Alla presentazione torinese del Report 2022 sul diritto d’asilo della Fondazione Migrantes, l’avvocato milanese Livio Neri ha portato una testimonianza e un aggiornamento sulla protezione speciale che il DL 20/2023 del governo Meloni, il cosiddetto “decreto Cutro” in via di conversione in legge, ha deciso di smantellare. La protezione speciale istituita dal DL 130/2020 ha riconosciuto come l’allontanamento di una persona dall’Italia potrebbe violare il suo diritto alla tutela della vita privata e familiare tenendo conto di indici codificati per la prima volta: ha affrontato, cioè, «l’ordinarietà della vita delle persone». Ma ora il decreto Cutro cancella proprio questa parte innovativa.
«Ascolto storie per professione. Spesso sono storie straordinarie, che hanno dell’incredibile: quelle di persone perseguitate per aver detto la tal cosa al vicino, oppure che hanno alle spalle viaggi tremendi attraverso mari e deserti. Ma si tratta soprattutto di storie ordinarie. Lo straordinario è l’eccezione, e dunque è l’ordinario che ci deve interessare di più: parlo del bisogno di certezze di vita, di un alloggio, di una casa, di lavoro. Ecco, in Italia la protezione speciale ha affrontato l’ordinarietà della vita delle persone».
Nei giorni scorsi, alla presentazione torinese del Report 2022 sul diritto d’asilo della Fondazione Migrantes, l’avvocato milanese Livio Neri, tra i fondatori di APN-Avvocati per niente e fra i collaboratori del rapporto, ha portato un aggiornamento sulla situazione della protezione speciale che il DL 20/2023 del governo Meloni, il cosiddetto “decreto Cutro” in via di conversione in legge, ha deciso di smantellare.
«Il “decreto Cutro” sicuramente “affronta” il fenomeno della migrazione – osserva Neri -. C’è il tema delle traversate via mare: però agiamo perché la probabilità di morte in mare diminuisca o aumenti? E c’è il tema della protezione speciale: agiamo perché le persone vivano meglio o peggio? Il primo è un discorso di vita e di morte, il secondo di vita e non-vita sul territorio».
Umanitaria: in principio ci fu Schengen
Da dove arriva la protezione speciale? Come è noto, è stata preceduta dalla protezione umanitaria, la quale a sua volta (meno noto) affonda le radici nella legge di ratifica, del 1993, degli accordi sulla libera circolazione di Schengen. Una sua clausola ha stabilito che, se si rifiuta a uno straniero un permesso di soggiorno, occorre valutare se esistano «seri motivi, in particolare di carattere umanitario o risultanti da obblighi costituzionali o internazionali dello Stato italiano» che ne impediscono l’espulsione.
«Allora non ci fu un grande dibattito parlamentare, era una concessione, e la cosa nei primi anni diede pochi frutti. Ma il principio venne poi recepito dalla legge 40 del 1998, mentre ulteriori normative e sentenze hanno dato via via un contenuto alla protezione umanitaria».

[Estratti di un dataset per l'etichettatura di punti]
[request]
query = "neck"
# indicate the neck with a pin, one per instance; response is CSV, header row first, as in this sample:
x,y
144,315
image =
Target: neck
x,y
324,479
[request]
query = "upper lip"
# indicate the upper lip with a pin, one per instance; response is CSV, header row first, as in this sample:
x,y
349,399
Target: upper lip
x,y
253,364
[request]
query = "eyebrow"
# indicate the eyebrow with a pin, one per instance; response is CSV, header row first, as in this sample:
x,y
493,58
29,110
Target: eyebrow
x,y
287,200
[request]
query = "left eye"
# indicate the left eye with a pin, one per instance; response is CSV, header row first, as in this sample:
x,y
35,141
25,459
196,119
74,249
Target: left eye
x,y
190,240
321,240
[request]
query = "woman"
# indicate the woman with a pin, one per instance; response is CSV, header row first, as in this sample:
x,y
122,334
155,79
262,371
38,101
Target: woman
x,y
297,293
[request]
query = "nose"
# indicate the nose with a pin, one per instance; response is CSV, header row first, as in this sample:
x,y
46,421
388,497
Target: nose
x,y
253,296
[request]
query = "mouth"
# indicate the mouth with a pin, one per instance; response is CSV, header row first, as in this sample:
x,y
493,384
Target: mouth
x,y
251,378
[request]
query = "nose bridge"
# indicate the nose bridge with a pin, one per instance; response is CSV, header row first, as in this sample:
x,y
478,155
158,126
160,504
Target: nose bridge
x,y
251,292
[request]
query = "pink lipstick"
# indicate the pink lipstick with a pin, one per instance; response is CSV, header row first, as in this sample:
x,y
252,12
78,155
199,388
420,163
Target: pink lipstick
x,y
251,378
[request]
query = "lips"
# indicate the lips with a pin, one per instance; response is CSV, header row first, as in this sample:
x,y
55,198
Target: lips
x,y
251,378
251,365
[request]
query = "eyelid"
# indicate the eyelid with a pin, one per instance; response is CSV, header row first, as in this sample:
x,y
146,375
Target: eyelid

### CONSEGNA 1
Cita fedelmente il passo del testo sulla protezione speciale compreso tra "Umanitaria: in principio" e "ne impediscono l’espulsione.".
### CONSEGNA 2
Prosegui il testo sulla protezione speciale dal punto in cui si interrompe.

### RISULTATO FINALE 1
Umanitaria: in principio ci fu Schengen
Da dove arriva la protezione speciale? Come è noto, è stata preceduta dalla protezione umanitaria, la quale a sua volta (meno noto) affonda le radici nella legge di ratifica, del 1993, degli accordi sulla libera circolazione di Schengen. Una sua clausola ha stabilito che, se si rifiuta a uno straniero un permesso di soggiorno, occorre valutare se esistano «seri motivi, in particolare di carattere umanitario o risultanti da obblighi costituzionali o internazionali dello Stato italiano» che ne impediscono l’espulsione.

### RISULTATO FINALE 2
Un vero e proprio approdo è costituito da una fondamentale sentenza di Cassazione del 2018: fra le varie ragioni per il riconoscimento del permesso di soggiorno per protezione umanitaria, in attuazione della Convenzione europea dei diritti dell’uomo di Strasburgo, c’è la tutela del rispetto alla vita privata e familiare. Vale a dire, magari la persona non è entrata in Italia nei canali legali, ma qui ha consolidato la propria presenza. «Si guarda alla persona, alla sua situazione di vita: risiede sul territorio e sradicarla violerebbe la sua vita privata e familiare. Però il 2018 è anche l’anno in cui la protezione umanitaria ha fatto paura, tanto che è stata cancellata da un giorno all’altro (con il primo “decreto sicurezza”, ndr)» dal governo “Conte I“.
Un colpo di spugna sugli “indici”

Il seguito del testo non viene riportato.